START

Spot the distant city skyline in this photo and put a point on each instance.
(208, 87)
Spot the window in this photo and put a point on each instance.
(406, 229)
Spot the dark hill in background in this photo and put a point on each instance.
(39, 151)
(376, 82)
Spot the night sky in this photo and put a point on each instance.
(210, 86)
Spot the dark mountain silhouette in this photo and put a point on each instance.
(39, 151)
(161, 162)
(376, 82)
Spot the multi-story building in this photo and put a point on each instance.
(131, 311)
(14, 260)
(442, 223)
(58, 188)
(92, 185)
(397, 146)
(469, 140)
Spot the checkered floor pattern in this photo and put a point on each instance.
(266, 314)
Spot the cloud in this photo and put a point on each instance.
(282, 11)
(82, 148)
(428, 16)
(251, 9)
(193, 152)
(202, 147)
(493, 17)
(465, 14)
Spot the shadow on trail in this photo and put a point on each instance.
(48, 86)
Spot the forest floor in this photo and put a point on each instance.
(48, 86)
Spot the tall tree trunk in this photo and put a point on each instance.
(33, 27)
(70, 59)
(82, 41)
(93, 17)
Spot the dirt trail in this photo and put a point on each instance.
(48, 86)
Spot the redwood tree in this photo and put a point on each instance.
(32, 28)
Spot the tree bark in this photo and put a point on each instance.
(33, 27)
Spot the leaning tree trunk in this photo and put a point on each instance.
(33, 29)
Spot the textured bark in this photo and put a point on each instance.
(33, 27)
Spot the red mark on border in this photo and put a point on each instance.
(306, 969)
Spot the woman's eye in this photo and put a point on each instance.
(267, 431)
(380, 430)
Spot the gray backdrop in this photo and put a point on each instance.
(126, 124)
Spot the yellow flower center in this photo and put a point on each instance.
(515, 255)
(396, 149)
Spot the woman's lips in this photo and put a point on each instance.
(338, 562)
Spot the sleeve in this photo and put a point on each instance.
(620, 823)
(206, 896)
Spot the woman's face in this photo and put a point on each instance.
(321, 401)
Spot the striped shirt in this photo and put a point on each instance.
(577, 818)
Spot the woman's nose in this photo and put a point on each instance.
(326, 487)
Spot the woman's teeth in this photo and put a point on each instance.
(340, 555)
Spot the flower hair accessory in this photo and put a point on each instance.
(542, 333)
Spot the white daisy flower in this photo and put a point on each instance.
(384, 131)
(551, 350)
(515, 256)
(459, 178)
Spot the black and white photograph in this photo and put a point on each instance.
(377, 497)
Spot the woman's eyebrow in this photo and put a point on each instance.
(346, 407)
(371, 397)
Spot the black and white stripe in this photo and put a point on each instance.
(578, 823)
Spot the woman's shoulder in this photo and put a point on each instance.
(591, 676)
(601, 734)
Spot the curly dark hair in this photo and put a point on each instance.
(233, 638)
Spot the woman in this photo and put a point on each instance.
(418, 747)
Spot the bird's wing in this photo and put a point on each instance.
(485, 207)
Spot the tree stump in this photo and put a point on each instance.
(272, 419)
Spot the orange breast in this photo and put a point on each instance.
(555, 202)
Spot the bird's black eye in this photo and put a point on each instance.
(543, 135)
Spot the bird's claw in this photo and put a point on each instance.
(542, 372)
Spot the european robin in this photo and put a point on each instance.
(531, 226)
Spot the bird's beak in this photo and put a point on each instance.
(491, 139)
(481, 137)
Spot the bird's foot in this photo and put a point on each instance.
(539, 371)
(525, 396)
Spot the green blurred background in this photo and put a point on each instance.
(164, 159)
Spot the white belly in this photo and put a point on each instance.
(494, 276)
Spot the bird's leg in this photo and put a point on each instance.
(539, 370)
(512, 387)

END

[GOAL]
Find the line that contains "Spot the woman in". Repeat it and every line after it, exactly as written, up to and including the last line of the records above.

[TASK OUTPUT]
Spot the woman in this photo and put a point on each instance.
(418, 747)
Spot the bird's wing in this photo and put a point on each instance.
(485, 207)
Spot the tree stump in this photo and put a point on each instance.
(272, 419)
Spot the orange breast in this photo and put a point on each instance.
(555, 202)
Spot the bird's black eye in this photo and put a point on each instance.
(543, 135)
Spot the bird's claw in this photo and put a point on each instance.
(542, 372)
Spot the european robin in this photo and put a point on each instance.
(531, 226)
Spot the bird's beak in this photo and put a point on each instance.
(491, 139)
(481, 137)
Spot the bird's foot in this photo and put a point on each instance.
(539, 371)
(525, 396)
Spot the green blurred background in this photo and put a point on each instance.
(164, 159)
Spot the white belly in this photo and put a point on each instance.
(494, 276)
Spot the bird's leg in this photo and put a point on each instance.
(539, 370)
(512, 387)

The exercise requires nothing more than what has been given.